| WHAT IS BEING ASKED |
Turn each line of the data below into a JSON list of strings, one string per line, with blank lines dropped. Leave the picture lines out.

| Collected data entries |
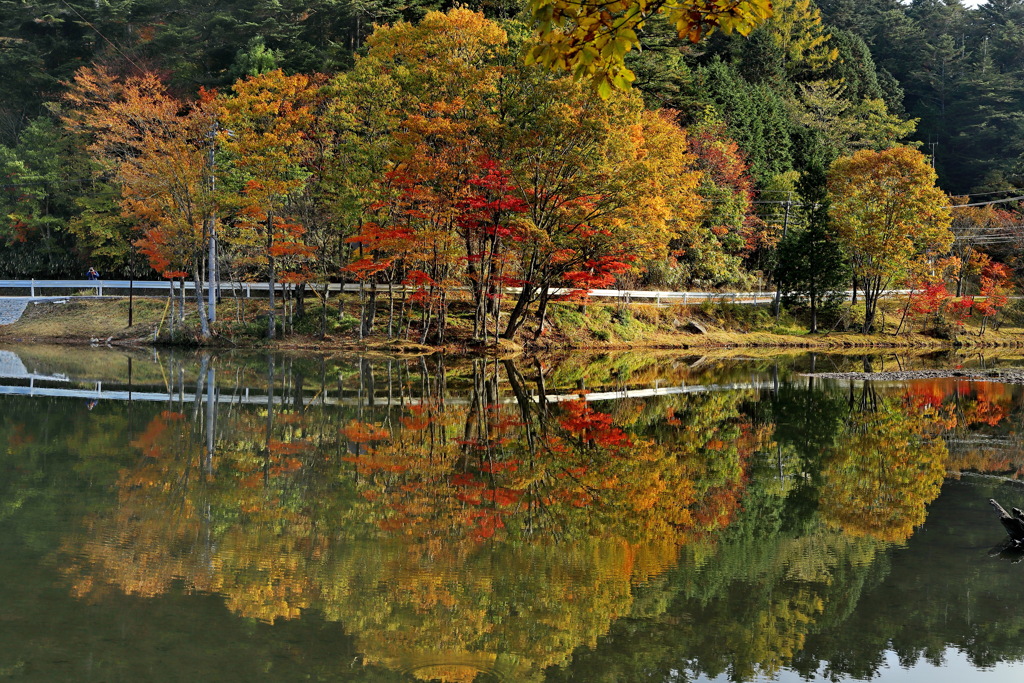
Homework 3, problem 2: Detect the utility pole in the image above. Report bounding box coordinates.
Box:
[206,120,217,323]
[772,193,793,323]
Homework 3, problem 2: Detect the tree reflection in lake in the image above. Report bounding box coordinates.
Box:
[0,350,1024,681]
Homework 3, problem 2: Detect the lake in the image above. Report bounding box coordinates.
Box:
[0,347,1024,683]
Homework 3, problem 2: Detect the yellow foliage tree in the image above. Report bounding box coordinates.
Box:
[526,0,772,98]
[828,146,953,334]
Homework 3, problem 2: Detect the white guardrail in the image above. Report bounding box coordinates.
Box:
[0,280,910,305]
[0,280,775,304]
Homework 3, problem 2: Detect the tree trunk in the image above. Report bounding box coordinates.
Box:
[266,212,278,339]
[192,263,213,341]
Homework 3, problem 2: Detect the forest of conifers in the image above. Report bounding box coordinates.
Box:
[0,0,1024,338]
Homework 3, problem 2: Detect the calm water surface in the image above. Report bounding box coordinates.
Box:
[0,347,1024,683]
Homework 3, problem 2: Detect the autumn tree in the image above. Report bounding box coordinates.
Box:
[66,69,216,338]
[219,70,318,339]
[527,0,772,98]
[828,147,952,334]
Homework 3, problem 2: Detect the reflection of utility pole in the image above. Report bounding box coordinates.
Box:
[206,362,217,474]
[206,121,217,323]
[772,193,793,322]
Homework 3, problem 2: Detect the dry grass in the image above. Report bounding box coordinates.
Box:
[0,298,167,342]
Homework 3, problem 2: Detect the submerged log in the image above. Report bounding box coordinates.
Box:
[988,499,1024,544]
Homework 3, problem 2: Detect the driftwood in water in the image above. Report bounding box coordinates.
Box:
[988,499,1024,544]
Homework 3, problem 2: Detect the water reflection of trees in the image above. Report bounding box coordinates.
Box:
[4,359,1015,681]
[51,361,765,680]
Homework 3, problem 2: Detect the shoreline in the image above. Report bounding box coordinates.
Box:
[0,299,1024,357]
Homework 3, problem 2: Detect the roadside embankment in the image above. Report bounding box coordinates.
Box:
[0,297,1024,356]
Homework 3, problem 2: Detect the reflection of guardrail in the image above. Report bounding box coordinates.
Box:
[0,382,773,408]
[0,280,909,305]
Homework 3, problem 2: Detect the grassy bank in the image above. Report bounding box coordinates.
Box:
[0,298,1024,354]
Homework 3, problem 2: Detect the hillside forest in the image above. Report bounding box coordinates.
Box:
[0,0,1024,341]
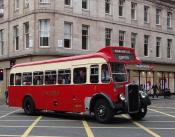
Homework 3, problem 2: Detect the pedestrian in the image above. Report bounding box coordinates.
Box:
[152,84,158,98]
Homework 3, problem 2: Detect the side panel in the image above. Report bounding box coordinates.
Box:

| REPLY |
[
  "Homework 3, problem 2: Detect the utility pole in the image above. Report bounding box coordinates.",
  "Box:",
  "[206,120,217,323]",
  "[772,193,793,323]",
  "Homework 3, problem 2: Detect the tree reflection in lake in the image above. Report bounding box coordinates.",
  "Box:",
  "[0,350,1024,681]",
  "Homework 3, problem 2: Detect the lake in the image above. Report bounding box coordinates.",
  "Box:",
  "[0,347,1024,683]",
  "Homework 3, problem 2: Detect the yellow foliage tree in the image above. Report bounding box coordinates.",
  "Box:",
  "[526,0,772,98]",
  "[828,146,953,334]",
  "Homework 3, problem 2: Detect the white guardrail in the image above. Report bounding box coordinates.",
  "Box:",
  "[0,280,910,305]",
  "[0,280,775,304]",
  "Homework 3, problem 2: Detect the tree trunk in the image above. Report bounding box coordinates.",
  "Box:",
  "[266,212,278,339]",
  "[192,263,213,341]",
  "Homework 3, problem 2: Detect the forest of conifers in the image above. Report bounding box coordinates.",
  "Box:",
  "[0,0,1024,338]",
  "Homework 3, problem 2: Detect the calm water surface in the image above. Report bounding box coordinates.",
  "Box:",
  "[0,347,1024,683]",
  "Homework 3, problem 2: Detect the autumn tree in the image above. Report bounding box coordinates.",
  "Box:",
  "[66,69,216,338]",
  "[219,70,318,339]",
  "[527,0,772,98]",
  "[828,147,952,334]",
  "Homework 3, problem 2: Detect the reflection of utility pole in the image above. Report bounding box coordinates.",
  "Box:",
  "[206,362,217,474]",
  "[206,121,217,323]",
  "[772,193,793,322]",
  "Homework 3, problem 2: Detect the dry grass in the image above. Report bounding box coordinates.",
  "Box:",
  "[0,298,167,342]",
  "Homework 3, problem 2: Detect the submerged log in the image above. Report bounding box coordinates.",
  "Box:",
  "[988,499,1024,544]",
  "Homework 3, problem 2: Detect the driftwood in water in the image above. Report bounding box coordinates.",
  "Box:",
  "[988,499,1024,544]",
  "Homework 3, problem 2: Detect the water reflection of trees in the image above. Report bounding box coordinates.",
  "Box:",
  "[4,359,1015,681]",
  "[51,361,765,680]",
  "Homework 3, problem 2: Detect the shoreline in the image above. Report bounding box coordinates.",
  "Box:",
  "[0,299,1024,357]",
  "Homework 3, problem 2: Detect the roadside embankment in the image above. Report bounding box coordinates.",
  "Box:",
  "[0,297,1024,356]",
  "Homework 3, problem 2: Detect the reflection of guardrail in the image above. Report bounding box coordinates.",
  "Box:",
  "[0,382,773,408]",
  "[0,280,909,305]",
  "Homework 3, problem 2: Detect the grassy bank in the image above. Report bounding box coordinates.",
  "Box:",
  "[0,298,1024,354]",
  "Homework 3, problem 2: Detect the hillside forest in the image above. Report bounding box coordinates.",
  "Box:",
  "[0,0,1024,341]",
  "Homework 3, problem 2: Detect the pedestrian in the image above. Report bounding box coordinates.",
  "Box:",
  "[152,84,158,98]",
  "Homework 3, problem 2: Detect the side panel in the image above. Report bounding box coordinates.",
  "Box:"
]